### Extract provided
Tuesday, December 16, 2008

Something to think about

This has been on my mind since the first signs of the holidays (Thanksgiving, Christmas)
began to hit the air waves and store shelves.
It is something that I have talk about in short with a friend and I think God is encouraging me to go ahead and share it. We will see where He takes it.

There have been many changes in our lives in the past year.
Some of us have lost loved ones. Maybe some have experienced the loss of a job.
While others just have been struggling with life and relationships.
Maybe you have gone to the healer and allowed Him to put His gentle hand on
the situations and the pain and discomfort began to heal and mend.
And then all of a sudden the season hit and a heaviness began to descend.
You may have once again began to think of things gone by....just let me say that it is normal to miss loved ones who have passed during this time of family gatherings.
But, maybe you can't explain where this feeling has come from.
You search your mind and heart and begin to think that something is wrong with you.
Maybe you think that it is just because you can not get into the "reason for the season".
Your heart does a downward spiral each time you think about it.
You look around at the parties and festivities and you just feel disassociated.
Blah! or even.........Humbug. :)

I want you to stop and think about how we know this time brings so many people down.
Saved and unsaved are not able to escape it.
Why?
Why the crash now?
I know society tells us it is because people are lonely and some have expectations that are too high....and that is true.

### Given task A
In the holiday blog post, what reasons does society give for why people crash during this season?
### Given task B
Rewrite the paragraph of the holiday blog post beginning "There have been many changes in our lives" as a brief bulleted list that keeps its main points.
### Given task C
List every hardship that the holiday blog post says some people may have faced in the past year.
The lines after the post are separate material and are unrelated to it.

### Data excerpt
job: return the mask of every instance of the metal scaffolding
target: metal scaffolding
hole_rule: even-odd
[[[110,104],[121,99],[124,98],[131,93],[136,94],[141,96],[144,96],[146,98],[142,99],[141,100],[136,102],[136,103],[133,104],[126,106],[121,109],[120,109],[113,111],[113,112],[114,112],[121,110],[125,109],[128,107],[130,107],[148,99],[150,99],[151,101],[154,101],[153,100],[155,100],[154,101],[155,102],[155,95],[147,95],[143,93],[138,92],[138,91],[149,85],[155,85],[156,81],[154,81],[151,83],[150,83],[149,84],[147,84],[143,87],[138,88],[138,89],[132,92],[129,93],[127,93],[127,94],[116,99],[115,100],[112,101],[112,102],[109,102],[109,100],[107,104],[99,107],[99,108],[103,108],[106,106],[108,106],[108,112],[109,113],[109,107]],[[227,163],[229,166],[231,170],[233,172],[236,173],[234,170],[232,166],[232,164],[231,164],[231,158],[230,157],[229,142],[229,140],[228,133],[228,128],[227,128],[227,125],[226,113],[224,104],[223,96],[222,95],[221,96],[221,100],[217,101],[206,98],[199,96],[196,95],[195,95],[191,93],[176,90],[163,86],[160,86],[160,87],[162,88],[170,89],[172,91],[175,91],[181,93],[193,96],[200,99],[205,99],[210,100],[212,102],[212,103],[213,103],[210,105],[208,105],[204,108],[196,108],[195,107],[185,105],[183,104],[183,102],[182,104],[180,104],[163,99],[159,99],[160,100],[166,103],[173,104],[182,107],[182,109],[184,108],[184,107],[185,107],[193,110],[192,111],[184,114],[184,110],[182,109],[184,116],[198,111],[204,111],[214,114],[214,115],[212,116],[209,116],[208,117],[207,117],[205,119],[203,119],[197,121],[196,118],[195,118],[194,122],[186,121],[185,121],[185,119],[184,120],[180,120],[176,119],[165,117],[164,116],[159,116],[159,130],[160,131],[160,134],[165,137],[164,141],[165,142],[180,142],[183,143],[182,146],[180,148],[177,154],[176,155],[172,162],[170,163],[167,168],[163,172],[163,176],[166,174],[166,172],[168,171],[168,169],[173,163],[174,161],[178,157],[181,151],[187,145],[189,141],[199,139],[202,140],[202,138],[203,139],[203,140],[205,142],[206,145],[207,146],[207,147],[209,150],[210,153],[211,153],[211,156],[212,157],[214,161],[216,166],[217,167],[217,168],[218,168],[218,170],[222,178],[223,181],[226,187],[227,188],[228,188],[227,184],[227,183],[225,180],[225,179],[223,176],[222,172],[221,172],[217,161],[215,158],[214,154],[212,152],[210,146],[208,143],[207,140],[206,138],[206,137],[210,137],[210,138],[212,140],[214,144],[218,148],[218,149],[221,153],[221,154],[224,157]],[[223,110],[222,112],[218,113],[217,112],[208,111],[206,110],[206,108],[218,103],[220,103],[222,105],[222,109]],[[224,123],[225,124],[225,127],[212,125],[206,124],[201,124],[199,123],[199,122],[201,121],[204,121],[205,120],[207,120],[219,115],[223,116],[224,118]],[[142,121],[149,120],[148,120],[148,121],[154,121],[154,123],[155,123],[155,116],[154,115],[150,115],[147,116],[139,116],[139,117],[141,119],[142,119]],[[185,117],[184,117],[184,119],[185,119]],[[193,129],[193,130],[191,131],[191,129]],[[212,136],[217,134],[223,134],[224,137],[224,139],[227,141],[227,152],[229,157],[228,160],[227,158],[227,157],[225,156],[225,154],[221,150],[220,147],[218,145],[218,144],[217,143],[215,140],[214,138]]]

### Finished answer A
Society says people are lonely and some have expectations that are too high.

### Finished answer B
- Many lives have changed in the past year through the loss of loved ones, the loss of a job, or struggles with life and relationships.
- Some have let the healer touch their pain, and it began to heal.
- Then the holiday season arrived and brought a sudden heaviness.
- Missing loved ones who have passed is normal at this time of family gatherings.
- Some cannot explain the feeling, wonder if something is wrong with them, or blame not getting into the "reason for the season."
- Each thought of it sends the heart spiraling downward, and parties and festivities feel distant: "Blah!" or "Humbug."

### Finished answer C
- Losing loved ones
- Losing a job
- Struggling with life and relationships